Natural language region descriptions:
•••••
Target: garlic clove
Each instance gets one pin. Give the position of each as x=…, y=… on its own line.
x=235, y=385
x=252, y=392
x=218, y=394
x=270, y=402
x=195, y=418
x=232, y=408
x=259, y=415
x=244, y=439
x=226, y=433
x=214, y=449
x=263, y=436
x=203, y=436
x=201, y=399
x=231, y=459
•••••
= ASSIGNMENT =
Every line above needs to be repeated exactly as shown.

= ANSWER TO THIS PROBLEM =
Target: garlic clove
Each instance gets one pin. Give the position of each as x=…, y=… on its own line.
x=235, y=385
x=252, y=392
x=218, y=394
x=270, y=402
x=195, y=418
x=232, y=408
x=259, y=415
x=244, y=439
x=226, y=433
x=214, y=449
x=263, y=436
x=203, y=436
x=201, y=399
x=231, y=459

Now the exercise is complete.